• INSTRUCTIONS FOR THE TASK
Put the lines below into a JSON list of strings, one string per line, omitting blank lines. Leave the pictures out of the list.

• RECORDS PROVIDED
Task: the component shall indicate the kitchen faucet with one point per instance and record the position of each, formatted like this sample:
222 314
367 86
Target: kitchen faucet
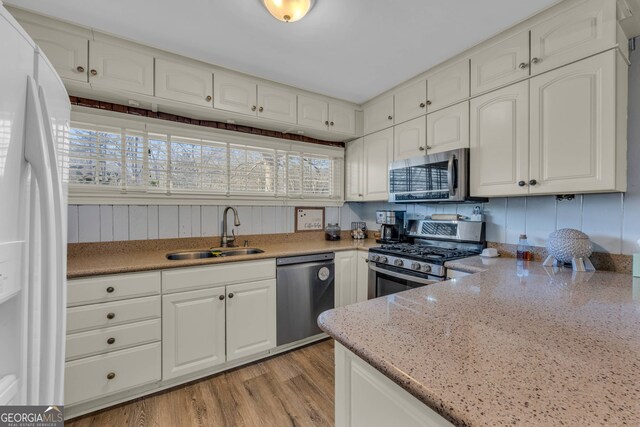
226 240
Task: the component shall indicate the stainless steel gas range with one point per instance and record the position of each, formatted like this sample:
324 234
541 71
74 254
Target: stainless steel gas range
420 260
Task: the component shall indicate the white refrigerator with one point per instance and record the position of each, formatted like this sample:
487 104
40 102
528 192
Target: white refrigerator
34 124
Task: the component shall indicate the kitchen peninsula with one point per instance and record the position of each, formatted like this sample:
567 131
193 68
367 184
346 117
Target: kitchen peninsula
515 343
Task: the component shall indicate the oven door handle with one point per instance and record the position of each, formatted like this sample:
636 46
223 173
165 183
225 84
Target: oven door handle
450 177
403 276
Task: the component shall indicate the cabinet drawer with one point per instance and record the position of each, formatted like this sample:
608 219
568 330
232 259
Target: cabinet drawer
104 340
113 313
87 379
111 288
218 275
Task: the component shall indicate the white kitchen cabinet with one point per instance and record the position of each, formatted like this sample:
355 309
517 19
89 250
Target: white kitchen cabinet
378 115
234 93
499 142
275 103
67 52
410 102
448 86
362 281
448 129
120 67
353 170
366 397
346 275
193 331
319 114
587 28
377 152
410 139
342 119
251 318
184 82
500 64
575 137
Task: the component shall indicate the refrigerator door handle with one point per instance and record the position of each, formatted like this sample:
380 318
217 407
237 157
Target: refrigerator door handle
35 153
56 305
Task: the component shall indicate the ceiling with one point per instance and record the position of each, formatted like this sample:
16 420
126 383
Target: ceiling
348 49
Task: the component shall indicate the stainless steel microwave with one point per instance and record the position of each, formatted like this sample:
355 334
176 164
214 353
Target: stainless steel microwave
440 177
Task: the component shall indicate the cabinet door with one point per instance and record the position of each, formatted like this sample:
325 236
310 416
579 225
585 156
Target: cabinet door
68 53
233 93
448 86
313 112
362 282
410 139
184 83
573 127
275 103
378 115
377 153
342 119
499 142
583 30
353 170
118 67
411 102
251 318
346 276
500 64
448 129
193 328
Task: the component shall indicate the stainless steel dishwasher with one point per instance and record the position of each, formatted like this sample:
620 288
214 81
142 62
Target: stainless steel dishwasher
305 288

• TASK OUTPUT
[
  "Task: the component shall indicate the kitchen faucet with one point per instance and record the position of each, formatted like this sample:",
  "222 314",
  "367 86",
  "Target: kitchen faucet",
  "226 240",
  "Task: the component shall indicate the stainless steel gas range with one point per instance and record the position of each, formatted like this sample:",
  "324 234",
  "541 71",
  "74 254",
  "Target: stainless steel gas range",
  "420 260",
  "Task: the component shall indicate the white refrigerator with one point per instance and record the position of each, formatted like this sample:",
  "487 104",
  "40 102",
  "528 192",
  "Target: white refrigerator",
  "34 124",
  "Task: the component shall indicate the kitchen peninsula with one point per instance and record the position of each, formatted like this sample:",
  "567 131",
  "193 68",
  "367 184",
  "346 117",
  "Target: kitchen peninsula",
  "515 343",
  "Task: the component shall indicate the oven door handle with one point per instance and record the position of each, formatted like this sample:",
  "636 46",
  "223 173",
  "165 183",
  "225 84",
  "Target: oven door handle",
  "450 177",
  "403 276",
  "Task: the component shall indicate the cabinet drawer with one point per instance and record the position of each, formatted like this sample:",
  "608 219",
  "568 330",
  "232 259",
  "Target: cabinet drawer",
  "104 340",
  "113 313",
  "87 379",
  "111 288",
  "218 275",
  "Task: the component shall indicate the white kitchen cabinet with one point per instance and record the position of each, formatted like this sample:",
  "355 309",
  "517 19",
  "89 250",
  "Target: white kitchen cabinet",
  "378 115",
  "234 93",
  "499 142",
  "275 103",
  "67 52",
  "410 102",
  "448 86",
  "362 281",
  "448 129",
  "120 67",
  "353 170",
  "366 397",
  "346 275",
  "193 331",
  "319 114",
  "587 28",
  "377 152",
  "410 139",
  "342 119",
  "251 318",
  "184 82",
  "500 64",
  "575 137",
  "Task: the component shall indicate the refrigerator door handle with one point per instance and record the position of each, formatted like this sample:",
  "380 318",
  "217 407",
  "237 157",
  "Target: refrigerator door handle",
  "35 153",
  "56 305",
  "Task: the component shall indicate the ceiling with one point per instance and record the position of each, formatted like this sample:",
  "16 420",
  "126 383",
  "Target: ceiling",
  "348 49",
  "Task: the component shall indicate the stainless steel microwave with one point per instance and record the position of each, formatted like this sample:",
  "355 334",
  "176 164",
  "214 353",
  "Target: stainless steel microwave",
  "440 177",
  "Task: the component shall indicate the cabinet door with one point per instance and record the position of each, formatted like this sample:",
  "325 236",
  "310 416",
  "579 225",
  "585 156",
  "Target: cabinet door",
  "68 53",
  "233 93",
  "448 86",
  "313 112",
  "362 282",
  "410 139",
  "184 83",
  "573 127",
  "275 103",
  "378 115",
  "377 153",
  "342 119",
  "499 142",
  "583 30",
  "353 170",
  "118 67",
  "411 102",
  "251 318",
  "346 276",
  "500 64",
  "448 129",
  "193 328",
  "Task: the component shall indicate the stainless steel dishwasher with one point per instance and record the position of each, formatted like this sample:",
  "620 288",
  "214 81",
  "142 62",
  "Target: stainless steel dishwasher",
  "305 288"
]